** TEXTE FOURNI **
------------------------------------
Nous continuons d’invoquer nos valeurs comme des mantras, comme si, à force de les répéter, elles pouvaient, comme par magie, reprendre de la force.
Mais le message ne passe plus, nous sommes en train de perdre cette bataille.
Qu’avons-nous raté ? Mais d’abord, sommes-nous responsables de cette situation ? Ce serait une bien grande responsabilité pour une si petite société que nous sommes : 150 000 francs-maçons parmi 68 millions de français. Et pourtant, cette responsabilité, nous ne pouvons pas la récuser, car elle est notre essence même. Si nous ne sommes pas capables d’améliorer l’homme et la société, à quoi servons-nous ? Que nous nous réclamions de ceux qui pensent qu’il faut se concentrer sur l’amélioration de soi-même, et que par contrecoup, la société s’en trouvera mieux. Ou bien de ceux qui pensent qu’il faut mettre les mains dans le cambouis et que les francs maçons ont vocation à se mêler directement des affaires de la société. Dans les deux cas, c’est un échec.
Nous qui revendiquons, à tort ou à raison, d’avoir joué un rôle majeur dans la Révolution de 1789, dans la Commune de Paris, dans la fondation de la IIIème République, dans la Résistance, dans la reconstruction de la République après la Libération, depuis combien de temps n’avons-nous pas sorti une idée nouvelle, une qui soit porteuse d’espoir pour l’humanité ? Ou une initiative, un projet, une réalisation concrète ?
Sommes-nous présents et actifs dans les grandes révolutions qui bouleversent nos sociétés : la révolution numérique, la révolution féministe, la révolution écologique ? Y jouons-nous un rôle moteur ou courons-nous derrière, en brandissant des étendards d’un autre âge?
------------------------------------
** MATÉRIEL D'EXERCICE **
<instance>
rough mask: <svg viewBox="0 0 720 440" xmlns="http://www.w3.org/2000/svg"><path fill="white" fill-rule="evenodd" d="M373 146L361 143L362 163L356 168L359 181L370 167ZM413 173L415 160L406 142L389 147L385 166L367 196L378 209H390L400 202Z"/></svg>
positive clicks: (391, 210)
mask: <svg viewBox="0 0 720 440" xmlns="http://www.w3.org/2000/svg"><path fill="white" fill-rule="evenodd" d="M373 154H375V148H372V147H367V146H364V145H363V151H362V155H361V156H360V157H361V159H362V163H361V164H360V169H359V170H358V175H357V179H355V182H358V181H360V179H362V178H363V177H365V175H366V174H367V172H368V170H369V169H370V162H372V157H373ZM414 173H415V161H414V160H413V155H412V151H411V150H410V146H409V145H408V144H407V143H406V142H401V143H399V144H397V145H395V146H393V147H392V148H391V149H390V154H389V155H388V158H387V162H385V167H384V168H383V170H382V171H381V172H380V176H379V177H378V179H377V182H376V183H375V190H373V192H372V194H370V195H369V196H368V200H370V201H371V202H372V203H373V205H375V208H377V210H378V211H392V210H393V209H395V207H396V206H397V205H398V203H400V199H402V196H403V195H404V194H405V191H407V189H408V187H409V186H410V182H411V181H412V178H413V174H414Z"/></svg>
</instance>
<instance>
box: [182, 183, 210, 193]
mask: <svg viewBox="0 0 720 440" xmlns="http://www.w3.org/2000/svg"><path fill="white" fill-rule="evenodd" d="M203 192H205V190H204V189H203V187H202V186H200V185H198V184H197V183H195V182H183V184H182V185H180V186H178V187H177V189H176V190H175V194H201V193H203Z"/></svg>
------------------------------------
** PROBLÈMES À RÉSOUDRE **
(a) Présentez sous forme de tableau Markdown les lignes de la liste, en commençant à sa première ligne et en vous arrêtant après celle qui contient « positive clicks: (391, 210) ». Utilisez les colonnes « Numéro » et « Ligne de la liste », et omettez les lignes vides.
(b) Rédigez la suite du texte sur les francs-maçons et leurs valeurs, à partir de sa dernière phrase.

** RÉPONSES **
(a)
| Numéro | Ligne de la liste |
|---|---|
| 1 | <instance> |
| 2 | rough mask: <svg viewBox="0 0 720 440" xmlns="http://www.w3.org/2000/svg"><path fill="white" fill-rule="evenodd" d="M373 146L361 143L362 163L356 168L359 181L370 167ZM413 173L415 160L406 142L389 147L385 166L367 196L378 209H390L400 202Z"/></svg> |
| 3 | positive clicks: (391, 210) |

(b)
Nous n’avons pas réussi à transformer le monde. Mais il y a quelque chose de pire que de ne pas avoir réussi : avons-nous réellement essayé ? La plupart des écrits que nous produisons sont destinés à d’autres francs-maçons, dans le meilleur des cas. Chaque année le Grand Orient de France publie une synthèse des travaux portant sur les 6 questions à l’étude des loges. Les 1640 loges du GODF sont censées avoir travaillé ces questions, puis adresser une synthèse à leur congrès régional qui réalise une synthèse de synthèse, puis les synthèses de synthèses des 17 régions sont compilées au niveau national pour donner un ouvrage de deux cents pages, distribué aux délégués du Convent.
Combien vont simplement l’ouvrir ? Un sur trois ? Nous organisons des colloques, des événements, des rencontres, des Utopiales. On y trouve 80% de maçons venus discuter entre maçons de choses qui intéressent les maçons. Ça ne fait pas beaucoup de bruit à l’extérieur. Comment pourrions-nous avoir un impact sur le monde ?
Qu’avons-nous raté, nous qui prétendons améliorer la société et qui la voyons s’éloigner de plus en plus des idéaux que nous défendons ? Il n’est pas question de prétendre qu’on trouvera ici les réponses. C’est à chacun de s’emparer de ce questionnement, s’il le juge pertinent, et d’engager son propre travail de réflexion. Pour ma part, je vois quelques pistes pour commencer.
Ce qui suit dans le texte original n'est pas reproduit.